### Task to carry out:
Exactly the lines from the one containing "Here's a bet: you won't be able to pinpoint the man's" through the final line of the data are to be written out again, with nothing added.

*** Working data ***

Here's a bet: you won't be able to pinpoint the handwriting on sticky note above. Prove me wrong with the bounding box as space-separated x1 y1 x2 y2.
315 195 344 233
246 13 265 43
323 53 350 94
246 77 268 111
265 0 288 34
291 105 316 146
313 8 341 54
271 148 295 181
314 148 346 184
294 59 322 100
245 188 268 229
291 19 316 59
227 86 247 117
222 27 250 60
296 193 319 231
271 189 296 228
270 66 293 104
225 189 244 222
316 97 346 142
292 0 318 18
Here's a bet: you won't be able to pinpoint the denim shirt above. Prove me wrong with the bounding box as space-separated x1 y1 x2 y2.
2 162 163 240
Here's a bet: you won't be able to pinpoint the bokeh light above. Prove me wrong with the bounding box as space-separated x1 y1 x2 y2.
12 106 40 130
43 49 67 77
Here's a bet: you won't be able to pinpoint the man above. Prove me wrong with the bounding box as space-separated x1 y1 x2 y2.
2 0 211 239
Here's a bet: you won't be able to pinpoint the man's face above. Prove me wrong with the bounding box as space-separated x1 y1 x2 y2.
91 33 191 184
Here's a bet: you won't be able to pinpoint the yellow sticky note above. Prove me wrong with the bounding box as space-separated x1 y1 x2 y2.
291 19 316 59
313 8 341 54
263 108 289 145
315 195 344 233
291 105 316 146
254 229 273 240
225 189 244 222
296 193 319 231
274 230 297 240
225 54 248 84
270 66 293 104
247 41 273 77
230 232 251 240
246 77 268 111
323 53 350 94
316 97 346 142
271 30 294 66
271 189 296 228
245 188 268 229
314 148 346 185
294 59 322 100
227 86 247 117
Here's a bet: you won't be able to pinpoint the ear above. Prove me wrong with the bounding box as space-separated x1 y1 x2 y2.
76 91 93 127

*** End of Working data ***

### Task result:
Here's a bet: you won't be able to pinpoint the man's face above. Prove me wrong with the bounding box as space-separated x1 y1 x2 y2.
91 33 191 184
Here's a bet: you won't be able to pinpoint the yellow sticky note above. Prove me wrong with the bounding box as space-separated x1 y1 x2 y2.
291 19 316 59
313 8 341 54
263 108 289 145
315 195 344 233
291 105 316 146
254 229 273 240
225 189 244 222
296 193 319 231
274 230 297 240
225 54 248 84
270 66 293 104
247 41 273 77
230 232 251 240
246 77 268 111
323 53 350 94
316 97 346 142
271 30 294 66
271 189 296 228
245 188 268 229
314 148 346 185
294 59 322 100
227 86 247 117
Here's a bet: you won't be able to pinpoint the ear above. Prove me wrong with the bounding box as space-separated x1 y1 x2 y2.
76 91 93 127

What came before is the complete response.